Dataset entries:
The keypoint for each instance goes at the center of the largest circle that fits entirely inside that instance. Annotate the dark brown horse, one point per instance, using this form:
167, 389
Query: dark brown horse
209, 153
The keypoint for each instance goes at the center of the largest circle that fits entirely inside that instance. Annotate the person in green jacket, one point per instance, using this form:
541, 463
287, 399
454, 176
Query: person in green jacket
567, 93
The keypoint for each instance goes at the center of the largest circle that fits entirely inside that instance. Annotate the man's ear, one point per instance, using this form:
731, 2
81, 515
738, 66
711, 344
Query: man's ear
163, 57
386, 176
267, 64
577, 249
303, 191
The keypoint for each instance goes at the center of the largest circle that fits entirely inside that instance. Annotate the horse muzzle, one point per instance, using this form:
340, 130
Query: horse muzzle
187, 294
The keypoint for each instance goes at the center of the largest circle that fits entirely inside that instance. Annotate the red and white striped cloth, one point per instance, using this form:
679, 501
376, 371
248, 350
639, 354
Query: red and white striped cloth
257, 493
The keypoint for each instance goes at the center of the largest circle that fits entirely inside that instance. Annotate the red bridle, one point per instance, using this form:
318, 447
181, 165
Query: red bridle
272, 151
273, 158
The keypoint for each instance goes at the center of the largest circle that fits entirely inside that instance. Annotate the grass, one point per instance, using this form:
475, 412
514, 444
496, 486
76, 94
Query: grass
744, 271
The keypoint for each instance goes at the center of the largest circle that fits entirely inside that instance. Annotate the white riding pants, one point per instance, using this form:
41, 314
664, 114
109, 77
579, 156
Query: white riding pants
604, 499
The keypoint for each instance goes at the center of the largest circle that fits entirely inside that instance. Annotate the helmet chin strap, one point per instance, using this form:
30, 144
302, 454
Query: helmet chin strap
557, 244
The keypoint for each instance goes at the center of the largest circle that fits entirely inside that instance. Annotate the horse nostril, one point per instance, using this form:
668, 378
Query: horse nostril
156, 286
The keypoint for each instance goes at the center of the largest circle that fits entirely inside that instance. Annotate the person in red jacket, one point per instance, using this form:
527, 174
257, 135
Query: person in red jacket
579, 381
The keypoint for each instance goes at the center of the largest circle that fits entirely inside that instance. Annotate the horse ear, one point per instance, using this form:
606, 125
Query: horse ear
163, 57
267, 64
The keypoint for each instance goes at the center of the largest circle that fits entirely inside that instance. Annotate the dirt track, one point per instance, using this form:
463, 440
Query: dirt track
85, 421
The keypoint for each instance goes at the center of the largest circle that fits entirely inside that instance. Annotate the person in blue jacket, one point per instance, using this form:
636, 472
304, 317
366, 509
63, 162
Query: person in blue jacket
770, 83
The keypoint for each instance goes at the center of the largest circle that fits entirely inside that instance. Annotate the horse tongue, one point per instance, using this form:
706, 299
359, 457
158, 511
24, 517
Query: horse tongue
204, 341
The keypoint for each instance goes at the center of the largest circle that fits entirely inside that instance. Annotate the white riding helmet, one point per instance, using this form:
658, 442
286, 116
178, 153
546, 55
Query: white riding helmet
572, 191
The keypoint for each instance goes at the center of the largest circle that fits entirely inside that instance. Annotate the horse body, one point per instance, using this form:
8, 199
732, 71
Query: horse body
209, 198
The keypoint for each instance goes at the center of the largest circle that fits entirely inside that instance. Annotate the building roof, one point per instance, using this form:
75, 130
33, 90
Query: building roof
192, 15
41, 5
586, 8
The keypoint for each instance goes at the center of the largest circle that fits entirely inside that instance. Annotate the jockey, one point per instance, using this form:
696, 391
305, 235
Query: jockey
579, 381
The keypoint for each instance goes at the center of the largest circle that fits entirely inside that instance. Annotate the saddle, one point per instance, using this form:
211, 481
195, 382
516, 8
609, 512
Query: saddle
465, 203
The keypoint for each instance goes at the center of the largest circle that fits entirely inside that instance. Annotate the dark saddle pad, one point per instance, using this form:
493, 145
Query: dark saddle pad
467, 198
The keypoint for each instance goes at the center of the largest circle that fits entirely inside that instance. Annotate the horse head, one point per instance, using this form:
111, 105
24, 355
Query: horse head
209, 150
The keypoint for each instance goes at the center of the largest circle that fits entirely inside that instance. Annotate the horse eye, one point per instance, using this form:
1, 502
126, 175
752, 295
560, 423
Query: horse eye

■ WHAT IS REQUIRED ■
Write out the records above again, keeping each one identical to the original.

■ SOLUTION ■
The keypoint for each instance goes at the center of the largest circle that fits entirely inside that instance. Annotate the dark brown horse, one point per instance, using this form:
167, 389
Query: dark brown horse
209, 153
The keypoint for each instance goes at the center of the largest circle that fits entirely inside that instance. Annotate the person in green jacket, one point per instance, using this form:
541, 463
287, 399
454, 176
Query: person in green jacket
567, 93
The keypoint for each instance goes at the center of the largest circle that fits entirely inside that instance. Annotate the man's ear, one point per instance, using this form:
731, 2
81, 515
738, 66
711, 344
Query: man's ear
163, 57
386, 176
267, 64
577, 249
303, 191
The keypoint for each instance goes at the center of the largest circle that fits entirely inside that instance. Annotate the horse muzzle, one point per instance, using this form:
340, 130
Query: horse muzzle
187, 294
The keypoint for each instance goes at the center of the largest circle that fits entirely inside that instance. Annotate the red and white striped cloth, one point per instance, using this form:
679, 501
376, 371
248, 350
639, 354
Query: red and white striped cloth
257, 493
The keypoint for each instance goes at the center of the largest circle that fits entirely inside that instance. Annotate the red bridle, one point per instance, using this form:
318, 447
181, 165
Query: red bridle
272, 151
273, 158
The keypoint for each instance goes at the center of the largest circle that fits entirely inside that instance. Annotate the grass, one point per instance, using this form:
475, 412
514, 444
496, 486
76, 94
Query: grass
744, 271
The keypoint for each instance goes at the center of the largest circle that fits entirely inside that instance. Annotate the white riding pants, one point per instance, using this form:
41, 314
664, 114
109, 77
579, 156
Query: white riding pants
604, 499
The keypoint for each instance goes at the center of the largest circle that fits entirely inside that instance. Annotate the helmet chin strap, one point per instance, using this form:
30, 144
302, 454
Query: helmet chin strap
557, 244
The keypoint for each instance goes at the center of the largest circle that fits entirely inside that instance. Annotate the horse nostril, one point per instance, using this form:
668, 378
Query: horse nostril
156, 286
The keypoint for each instance goes at the center of the largest circle that fits entirely inside that instance. Annotate the person in red jacket, one point per instance, using this form:
527, 174
257, 135
Query: person in red jacket
579, 381
The keypoint for each instance goes at the center of the largest circle that fits entirely inside that instance. Annotate the horse ear, one point per instance, using this form:
606, 125
Query: horse ear
163, 57
267, 64
The keypoint for each instance goes at the center of the largest circle that fits entirely inside that instance. Annotate the dirt track, one point per instance, using this form:
463, 440
Query: dirt track
85, 421
The keypoint for each instance goes at the center of the largest circle that fits entirely inside that instance. Annotate the person in blue jacket, one point per instance, using this form:
636, 472
304, 317
366, 509
63, 162
Query: person in blue jacket
770, 83
The keypoint for each instance goes at the center of the largest circle that fits entirely inside that instance. Annotate the horse tongue, one point per instance, using this form:
706, 299
359, 457
158, 511
24, 517
Query: horse tongue
204, 341
The keypoint for each instance goes at the center of the largest circle that fits entirely inside that instance. Annotate the white riding helmet, one point per instance, using this form:
658, 442
286, 116
178, 153
546, 55
Query: white riding helmet
572, 191
The keypoint for each instance goes at the center of the largest circle that fits entirely inside that instance. Annotate the horse body, one point per instance, using this form:
8, 199
732, 71
Query: horse body
209, 198
The keypoint for each instance goes at the center of the largest circle that fits entirely inside that instance. Annotate the building roof, one point per instance, using this form:
75, 130
33, 90
Query: building roof
192, 15
41, 5
586, 8
The keypoint for each instance goes at the center of the largest circle that fits entirely inside that instance. Annotate the jockey, one point per instance, using this form:
696, 391
305, 235
Query: jockey
579, 381
The keypoint for each instance goes at the center of the largest circle that fits entirely inside that instance. Annotate the saddle, one point per instance, using this form:
211, 481
195, 382
516, 8
609, 512
Query: saddle
465, 203
The keypoint for each instance goes at the center of the largest circle that fits entirely inside that instance. Annotate the dark saddle pad, one point per instance, using this form:
493, 145
Query: dark saddle pad
467, 198
The keypoint for each instance goes at the center of the largest circle that fits entirely inside that instance. Annotate the horse head, one point per instance, using this form:
111, 105
24, 355
Query: horse head
209, 150
The keypoint for each instance goes at the center of the largest circle that fits entirely inside that instance. Annotate the horse eye, one point per instance, using this form:
1, 502
126, 175
752, 295
560, 423
Query: horse eye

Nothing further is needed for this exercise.